*Data to process*:
┄┄┄┄┄┄┄┄┄┄┄┄┄┄┄┄┄┄┄┄

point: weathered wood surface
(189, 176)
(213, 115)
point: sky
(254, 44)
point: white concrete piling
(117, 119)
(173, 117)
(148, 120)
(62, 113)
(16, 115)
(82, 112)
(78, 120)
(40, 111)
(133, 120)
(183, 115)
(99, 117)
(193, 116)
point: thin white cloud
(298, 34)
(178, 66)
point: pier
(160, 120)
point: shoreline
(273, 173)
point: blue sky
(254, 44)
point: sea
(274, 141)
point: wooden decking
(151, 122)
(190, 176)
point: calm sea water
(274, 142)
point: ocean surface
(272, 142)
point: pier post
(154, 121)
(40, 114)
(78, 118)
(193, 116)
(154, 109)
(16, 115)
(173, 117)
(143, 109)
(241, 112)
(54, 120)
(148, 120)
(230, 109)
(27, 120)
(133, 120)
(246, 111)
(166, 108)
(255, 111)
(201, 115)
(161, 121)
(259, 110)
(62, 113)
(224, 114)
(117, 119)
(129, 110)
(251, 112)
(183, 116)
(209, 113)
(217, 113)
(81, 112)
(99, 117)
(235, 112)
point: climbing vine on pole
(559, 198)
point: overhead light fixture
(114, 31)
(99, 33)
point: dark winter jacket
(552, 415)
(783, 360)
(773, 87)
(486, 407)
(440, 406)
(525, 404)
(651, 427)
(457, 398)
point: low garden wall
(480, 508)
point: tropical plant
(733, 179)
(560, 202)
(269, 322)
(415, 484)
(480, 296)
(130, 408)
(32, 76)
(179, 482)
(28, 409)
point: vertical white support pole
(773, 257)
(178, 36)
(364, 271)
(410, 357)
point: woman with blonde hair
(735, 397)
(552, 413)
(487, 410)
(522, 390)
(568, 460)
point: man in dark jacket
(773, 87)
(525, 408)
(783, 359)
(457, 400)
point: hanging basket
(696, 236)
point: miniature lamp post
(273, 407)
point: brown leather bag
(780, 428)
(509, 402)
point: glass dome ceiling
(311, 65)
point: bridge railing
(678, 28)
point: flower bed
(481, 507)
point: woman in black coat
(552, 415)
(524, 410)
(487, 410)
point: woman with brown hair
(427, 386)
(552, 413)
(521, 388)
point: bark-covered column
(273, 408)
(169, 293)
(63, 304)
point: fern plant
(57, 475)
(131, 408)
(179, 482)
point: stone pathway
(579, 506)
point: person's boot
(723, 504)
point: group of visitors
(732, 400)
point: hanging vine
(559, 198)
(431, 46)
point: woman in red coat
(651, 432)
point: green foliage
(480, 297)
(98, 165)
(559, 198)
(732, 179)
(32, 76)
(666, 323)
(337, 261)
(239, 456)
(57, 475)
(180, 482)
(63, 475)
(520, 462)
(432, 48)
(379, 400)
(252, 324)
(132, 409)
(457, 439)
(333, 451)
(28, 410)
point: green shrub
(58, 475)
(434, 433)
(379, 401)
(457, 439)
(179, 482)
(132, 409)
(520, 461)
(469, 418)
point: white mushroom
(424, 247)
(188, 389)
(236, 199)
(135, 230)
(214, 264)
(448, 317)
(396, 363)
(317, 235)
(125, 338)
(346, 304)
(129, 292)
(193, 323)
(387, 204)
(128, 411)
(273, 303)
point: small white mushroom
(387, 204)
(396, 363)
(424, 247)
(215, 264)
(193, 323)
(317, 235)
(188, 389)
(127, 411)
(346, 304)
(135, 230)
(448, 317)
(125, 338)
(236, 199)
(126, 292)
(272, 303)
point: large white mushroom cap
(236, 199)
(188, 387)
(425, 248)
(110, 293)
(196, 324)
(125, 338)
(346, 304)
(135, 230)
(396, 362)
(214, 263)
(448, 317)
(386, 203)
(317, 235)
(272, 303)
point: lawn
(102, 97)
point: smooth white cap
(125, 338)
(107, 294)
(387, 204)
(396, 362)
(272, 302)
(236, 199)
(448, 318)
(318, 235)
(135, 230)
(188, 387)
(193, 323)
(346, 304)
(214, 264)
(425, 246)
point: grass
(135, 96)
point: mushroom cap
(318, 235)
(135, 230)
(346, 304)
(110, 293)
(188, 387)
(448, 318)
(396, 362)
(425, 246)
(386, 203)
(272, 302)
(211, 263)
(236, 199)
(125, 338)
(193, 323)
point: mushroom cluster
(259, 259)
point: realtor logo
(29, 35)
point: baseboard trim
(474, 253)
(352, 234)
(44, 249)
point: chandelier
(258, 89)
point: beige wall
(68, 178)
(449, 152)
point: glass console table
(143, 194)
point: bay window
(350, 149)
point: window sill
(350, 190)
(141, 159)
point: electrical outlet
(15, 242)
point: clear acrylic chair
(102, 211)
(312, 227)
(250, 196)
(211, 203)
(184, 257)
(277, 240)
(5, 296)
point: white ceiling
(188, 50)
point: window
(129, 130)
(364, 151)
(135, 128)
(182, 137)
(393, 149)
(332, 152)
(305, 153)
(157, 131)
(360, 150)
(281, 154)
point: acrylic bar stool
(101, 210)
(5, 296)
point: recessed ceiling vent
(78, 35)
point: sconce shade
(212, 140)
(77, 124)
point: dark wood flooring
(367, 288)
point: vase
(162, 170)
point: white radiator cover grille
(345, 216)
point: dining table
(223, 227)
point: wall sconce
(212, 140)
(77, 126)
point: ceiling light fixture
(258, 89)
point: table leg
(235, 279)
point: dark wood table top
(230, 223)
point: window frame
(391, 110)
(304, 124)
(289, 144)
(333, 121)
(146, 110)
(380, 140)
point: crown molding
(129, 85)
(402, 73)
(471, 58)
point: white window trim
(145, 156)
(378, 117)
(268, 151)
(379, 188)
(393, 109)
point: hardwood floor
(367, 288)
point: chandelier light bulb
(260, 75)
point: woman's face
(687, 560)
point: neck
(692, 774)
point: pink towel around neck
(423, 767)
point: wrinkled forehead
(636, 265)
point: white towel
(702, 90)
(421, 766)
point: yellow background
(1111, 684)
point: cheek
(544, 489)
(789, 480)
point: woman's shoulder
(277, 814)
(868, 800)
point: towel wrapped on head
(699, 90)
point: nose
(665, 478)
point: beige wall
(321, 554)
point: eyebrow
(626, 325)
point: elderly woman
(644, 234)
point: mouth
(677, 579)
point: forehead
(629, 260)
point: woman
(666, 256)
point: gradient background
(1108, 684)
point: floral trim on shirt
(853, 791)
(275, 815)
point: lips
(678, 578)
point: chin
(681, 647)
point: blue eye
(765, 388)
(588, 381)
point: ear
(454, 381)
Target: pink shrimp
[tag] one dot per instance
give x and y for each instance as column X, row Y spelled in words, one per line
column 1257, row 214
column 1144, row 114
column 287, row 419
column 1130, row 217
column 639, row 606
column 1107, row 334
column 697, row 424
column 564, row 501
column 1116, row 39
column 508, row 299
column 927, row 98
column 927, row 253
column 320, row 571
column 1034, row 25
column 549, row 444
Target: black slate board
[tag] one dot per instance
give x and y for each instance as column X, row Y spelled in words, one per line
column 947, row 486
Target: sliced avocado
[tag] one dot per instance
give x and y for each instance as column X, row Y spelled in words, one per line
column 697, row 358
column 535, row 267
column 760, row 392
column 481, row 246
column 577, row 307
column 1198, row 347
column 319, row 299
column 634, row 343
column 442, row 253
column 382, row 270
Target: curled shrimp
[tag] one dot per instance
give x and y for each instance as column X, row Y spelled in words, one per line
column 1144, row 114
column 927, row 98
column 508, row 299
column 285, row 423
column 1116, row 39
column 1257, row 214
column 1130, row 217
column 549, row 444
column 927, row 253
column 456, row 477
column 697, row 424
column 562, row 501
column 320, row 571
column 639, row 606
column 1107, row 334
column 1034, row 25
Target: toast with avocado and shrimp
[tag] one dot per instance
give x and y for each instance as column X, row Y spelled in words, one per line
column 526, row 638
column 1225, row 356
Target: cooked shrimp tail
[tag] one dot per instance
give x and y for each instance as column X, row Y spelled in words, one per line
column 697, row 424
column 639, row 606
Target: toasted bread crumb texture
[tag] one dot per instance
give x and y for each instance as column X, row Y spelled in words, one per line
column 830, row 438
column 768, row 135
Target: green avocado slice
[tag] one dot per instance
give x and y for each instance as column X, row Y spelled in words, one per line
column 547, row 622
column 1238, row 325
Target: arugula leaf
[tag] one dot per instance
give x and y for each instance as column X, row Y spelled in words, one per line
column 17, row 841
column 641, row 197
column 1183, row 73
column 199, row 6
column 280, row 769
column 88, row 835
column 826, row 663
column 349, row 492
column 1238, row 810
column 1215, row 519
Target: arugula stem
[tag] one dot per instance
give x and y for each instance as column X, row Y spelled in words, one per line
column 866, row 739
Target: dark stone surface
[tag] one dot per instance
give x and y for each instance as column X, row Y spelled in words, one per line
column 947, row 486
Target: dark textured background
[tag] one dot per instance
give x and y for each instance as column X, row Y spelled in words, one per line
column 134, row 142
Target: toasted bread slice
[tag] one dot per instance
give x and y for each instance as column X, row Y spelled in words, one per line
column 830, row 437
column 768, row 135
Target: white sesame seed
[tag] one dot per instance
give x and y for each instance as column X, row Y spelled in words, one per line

┄┄┄┄┄┄┄┄┄┄┄┄┄┄┄┄┄┄┄┄

*Exercise prompt*: Please extract exactly, and only, the lines from the line containing "Target: dark stone surface" through the last line of the records.

*Response to this exercise*:
Target: dark stone surface
[tag] one dot per instance
give x and y for each instance as column X, row Y spelled in words, one per line
column 947, row 486
Target: dark textured background
[tag] one dot per instance
give x and y for each instance as column X, row Y spelled in words, one per line
column 134, row 142
Target: toasted bread slice
[tag] one dot per instance
give x and y for each instance as column X, row Y spelled in words, one per line
column 830, row 437
column 768, row 135
Target: white sesame seed
[tag] one dot per instance
give x and y for each instance as column X, row Y spelled in words, one per line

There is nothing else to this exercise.